*** Provided records Section Begins ***
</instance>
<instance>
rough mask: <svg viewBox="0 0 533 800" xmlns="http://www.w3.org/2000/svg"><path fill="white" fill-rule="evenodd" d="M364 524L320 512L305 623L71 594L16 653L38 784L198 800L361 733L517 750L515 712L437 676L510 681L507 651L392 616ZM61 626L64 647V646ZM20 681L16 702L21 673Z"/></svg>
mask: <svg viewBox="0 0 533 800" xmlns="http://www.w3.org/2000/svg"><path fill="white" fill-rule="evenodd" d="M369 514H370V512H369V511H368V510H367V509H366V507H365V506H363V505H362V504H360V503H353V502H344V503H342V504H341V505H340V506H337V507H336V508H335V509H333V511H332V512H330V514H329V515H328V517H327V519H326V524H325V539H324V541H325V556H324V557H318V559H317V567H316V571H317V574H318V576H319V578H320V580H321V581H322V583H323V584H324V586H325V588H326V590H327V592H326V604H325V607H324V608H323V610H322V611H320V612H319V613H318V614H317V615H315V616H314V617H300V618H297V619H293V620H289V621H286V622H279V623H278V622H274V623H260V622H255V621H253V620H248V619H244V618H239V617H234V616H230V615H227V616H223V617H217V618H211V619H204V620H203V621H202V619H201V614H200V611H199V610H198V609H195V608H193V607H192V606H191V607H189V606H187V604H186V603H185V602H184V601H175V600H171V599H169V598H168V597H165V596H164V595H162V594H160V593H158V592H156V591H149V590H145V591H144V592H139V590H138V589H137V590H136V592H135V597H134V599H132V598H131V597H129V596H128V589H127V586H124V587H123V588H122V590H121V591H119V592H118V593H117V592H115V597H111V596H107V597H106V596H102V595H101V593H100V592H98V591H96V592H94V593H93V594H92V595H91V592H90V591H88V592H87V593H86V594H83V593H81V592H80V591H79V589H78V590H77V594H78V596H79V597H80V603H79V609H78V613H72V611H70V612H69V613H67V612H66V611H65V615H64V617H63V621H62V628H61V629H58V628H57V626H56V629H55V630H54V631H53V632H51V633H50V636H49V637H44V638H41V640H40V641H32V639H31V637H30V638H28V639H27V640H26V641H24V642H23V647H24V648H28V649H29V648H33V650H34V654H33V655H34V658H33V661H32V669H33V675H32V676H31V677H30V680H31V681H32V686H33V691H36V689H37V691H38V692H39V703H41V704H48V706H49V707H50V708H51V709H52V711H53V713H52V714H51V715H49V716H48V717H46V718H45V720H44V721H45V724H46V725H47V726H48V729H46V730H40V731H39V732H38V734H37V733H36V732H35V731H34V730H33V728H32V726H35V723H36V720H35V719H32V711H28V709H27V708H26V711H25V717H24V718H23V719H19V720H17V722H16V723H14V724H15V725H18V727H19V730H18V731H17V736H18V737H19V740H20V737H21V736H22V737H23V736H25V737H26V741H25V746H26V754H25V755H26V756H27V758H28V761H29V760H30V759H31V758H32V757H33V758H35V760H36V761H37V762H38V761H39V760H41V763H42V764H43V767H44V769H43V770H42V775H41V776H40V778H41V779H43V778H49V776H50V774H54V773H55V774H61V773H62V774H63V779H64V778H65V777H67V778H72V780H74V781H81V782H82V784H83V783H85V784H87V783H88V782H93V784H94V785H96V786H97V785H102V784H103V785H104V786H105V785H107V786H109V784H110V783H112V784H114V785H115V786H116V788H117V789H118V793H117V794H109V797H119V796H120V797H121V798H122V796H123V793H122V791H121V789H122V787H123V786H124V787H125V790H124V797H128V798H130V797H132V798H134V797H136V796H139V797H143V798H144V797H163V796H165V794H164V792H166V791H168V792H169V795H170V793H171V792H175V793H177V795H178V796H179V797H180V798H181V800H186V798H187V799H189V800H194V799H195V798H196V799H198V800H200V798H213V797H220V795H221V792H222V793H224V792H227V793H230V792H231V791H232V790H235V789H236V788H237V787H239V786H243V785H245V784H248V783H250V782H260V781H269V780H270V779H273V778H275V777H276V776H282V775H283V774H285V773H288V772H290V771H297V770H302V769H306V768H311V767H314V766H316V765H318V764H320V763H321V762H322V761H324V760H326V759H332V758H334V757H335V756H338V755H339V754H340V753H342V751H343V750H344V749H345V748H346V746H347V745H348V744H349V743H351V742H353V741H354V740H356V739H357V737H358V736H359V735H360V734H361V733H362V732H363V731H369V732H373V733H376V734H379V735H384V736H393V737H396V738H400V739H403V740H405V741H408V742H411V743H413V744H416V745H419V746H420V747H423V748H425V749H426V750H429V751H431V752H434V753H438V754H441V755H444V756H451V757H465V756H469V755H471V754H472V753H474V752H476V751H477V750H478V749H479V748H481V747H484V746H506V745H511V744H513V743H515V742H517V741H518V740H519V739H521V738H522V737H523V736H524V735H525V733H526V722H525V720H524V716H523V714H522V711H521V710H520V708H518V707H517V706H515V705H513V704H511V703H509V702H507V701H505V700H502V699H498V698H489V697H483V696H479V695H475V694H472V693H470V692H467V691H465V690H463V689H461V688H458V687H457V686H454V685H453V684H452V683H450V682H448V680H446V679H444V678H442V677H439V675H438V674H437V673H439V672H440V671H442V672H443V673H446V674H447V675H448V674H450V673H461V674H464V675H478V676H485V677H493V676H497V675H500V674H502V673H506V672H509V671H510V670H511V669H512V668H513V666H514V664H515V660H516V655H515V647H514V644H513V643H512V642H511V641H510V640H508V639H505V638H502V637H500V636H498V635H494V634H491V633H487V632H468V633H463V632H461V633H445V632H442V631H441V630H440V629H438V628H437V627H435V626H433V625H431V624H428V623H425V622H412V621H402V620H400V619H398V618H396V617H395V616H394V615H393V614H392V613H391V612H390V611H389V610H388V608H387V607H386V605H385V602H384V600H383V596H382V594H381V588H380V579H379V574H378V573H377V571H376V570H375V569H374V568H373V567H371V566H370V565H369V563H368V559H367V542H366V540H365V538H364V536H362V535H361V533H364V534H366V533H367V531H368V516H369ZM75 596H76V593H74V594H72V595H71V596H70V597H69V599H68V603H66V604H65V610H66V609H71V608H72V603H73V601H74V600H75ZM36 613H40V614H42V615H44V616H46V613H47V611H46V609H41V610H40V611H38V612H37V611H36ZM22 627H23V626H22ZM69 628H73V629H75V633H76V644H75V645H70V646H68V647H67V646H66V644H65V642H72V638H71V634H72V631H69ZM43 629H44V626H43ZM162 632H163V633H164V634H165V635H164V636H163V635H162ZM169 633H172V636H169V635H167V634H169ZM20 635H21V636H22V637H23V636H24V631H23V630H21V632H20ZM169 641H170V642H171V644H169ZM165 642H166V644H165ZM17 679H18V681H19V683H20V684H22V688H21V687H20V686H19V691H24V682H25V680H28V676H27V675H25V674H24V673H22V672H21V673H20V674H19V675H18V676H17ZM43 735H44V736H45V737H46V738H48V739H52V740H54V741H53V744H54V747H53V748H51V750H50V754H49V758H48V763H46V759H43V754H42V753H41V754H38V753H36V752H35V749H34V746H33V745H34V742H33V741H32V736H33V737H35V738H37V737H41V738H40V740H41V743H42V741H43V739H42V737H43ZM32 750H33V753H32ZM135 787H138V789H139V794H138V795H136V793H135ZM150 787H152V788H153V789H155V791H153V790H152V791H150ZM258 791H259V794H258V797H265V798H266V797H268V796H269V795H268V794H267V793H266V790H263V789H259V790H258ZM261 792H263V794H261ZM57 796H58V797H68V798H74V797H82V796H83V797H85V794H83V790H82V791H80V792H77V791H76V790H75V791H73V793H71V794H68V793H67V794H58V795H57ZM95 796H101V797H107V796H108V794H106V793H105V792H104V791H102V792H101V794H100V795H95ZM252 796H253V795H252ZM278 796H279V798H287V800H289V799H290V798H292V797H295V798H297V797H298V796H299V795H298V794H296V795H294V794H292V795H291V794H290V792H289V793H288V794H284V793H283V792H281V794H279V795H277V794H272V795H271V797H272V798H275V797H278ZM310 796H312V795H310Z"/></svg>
*** Provided records Section Ends ***
*** Provided records Section Begins ***
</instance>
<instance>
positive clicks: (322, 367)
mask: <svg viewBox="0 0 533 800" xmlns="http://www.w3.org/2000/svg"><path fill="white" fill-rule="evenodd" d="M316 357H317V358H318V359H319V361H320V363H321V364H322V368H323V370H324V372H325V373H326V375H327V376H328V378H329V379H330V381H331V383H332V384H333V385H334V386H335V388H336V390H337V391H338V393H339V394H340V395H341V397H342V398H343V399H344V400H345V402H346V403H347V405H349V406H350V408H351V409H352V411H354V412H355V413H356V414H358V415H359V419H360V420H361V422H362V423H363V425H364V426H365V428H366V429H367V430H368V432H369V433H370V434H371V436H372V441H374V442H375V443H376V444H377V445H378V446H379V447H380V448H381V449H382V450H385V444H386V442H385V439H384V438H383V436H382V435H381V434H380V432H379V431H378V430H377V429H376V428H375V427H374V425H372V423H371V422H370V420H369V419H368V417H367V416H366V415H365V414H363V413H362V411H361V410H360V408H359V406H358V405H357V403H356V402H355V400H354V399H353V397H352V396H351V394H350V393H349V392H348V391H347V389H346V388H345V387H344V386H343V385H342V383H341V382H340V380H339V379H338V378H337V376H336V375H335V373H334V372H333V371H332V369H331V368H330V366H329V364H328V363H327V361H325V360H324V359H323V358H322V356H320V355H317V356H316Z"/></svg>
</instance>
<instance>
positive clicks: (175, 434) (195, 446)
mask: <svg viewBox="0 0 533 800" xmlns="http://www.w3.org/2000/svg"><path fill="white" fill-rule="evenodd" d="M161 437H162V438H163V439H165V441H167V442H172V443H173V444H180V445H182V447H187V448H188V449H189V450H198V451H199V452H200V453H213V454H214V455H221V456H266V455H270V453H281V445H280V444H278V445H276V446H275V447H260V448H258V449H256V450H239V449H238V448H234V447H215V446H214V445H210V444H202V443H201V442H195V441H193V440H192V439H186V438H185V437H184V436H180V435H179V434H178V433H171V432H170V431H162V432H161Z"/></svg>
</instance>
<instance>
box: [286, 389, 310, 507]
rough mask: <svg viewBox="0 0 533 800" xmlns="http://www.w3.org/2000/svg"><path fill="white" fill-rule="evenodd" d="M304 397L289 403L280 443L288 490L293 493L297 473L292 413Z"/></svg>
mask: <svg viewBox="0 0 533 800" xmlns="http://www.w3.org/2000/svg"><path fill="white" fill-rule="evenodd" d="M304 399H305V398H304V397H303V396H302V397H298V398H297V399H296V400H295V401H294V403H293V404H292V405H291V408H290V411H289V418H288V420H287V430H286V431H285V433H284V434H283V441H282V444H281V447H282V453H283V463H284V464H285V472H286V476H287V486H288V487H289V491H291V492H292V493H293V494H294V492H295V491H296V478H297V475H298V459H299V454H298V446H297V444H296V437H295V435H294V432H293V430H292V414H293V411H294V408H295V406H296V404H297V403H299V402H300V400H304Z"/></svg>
*** Provided records Section Ends ***
What needs to be done
Collect every line above that contains the word "rough" and copy each one in full.

The answer
rough mask: <svg viewBox="0 0 533 800" xmlns="http://www.w3.org/2000/svg"><path fill="white" fill-rule="evenodd" d="M364 524L320 512L305 623L71 594L16 653L38 784L198 800L361 733L517 750L515 712L437 676L510 681L507 651L392 616ZM61 626L64 647V646ZM20 681L16 702L21 673Z"/></svg>
rough mask: <svg viewBox="0 0 533 800" xmlns="http://www.w3.org/2000/svg"><path fill="white" fill-rule="evenodd" d="M304 397L289 403L280 443L288 490L293 493L297 473L292 413Z"/></svg>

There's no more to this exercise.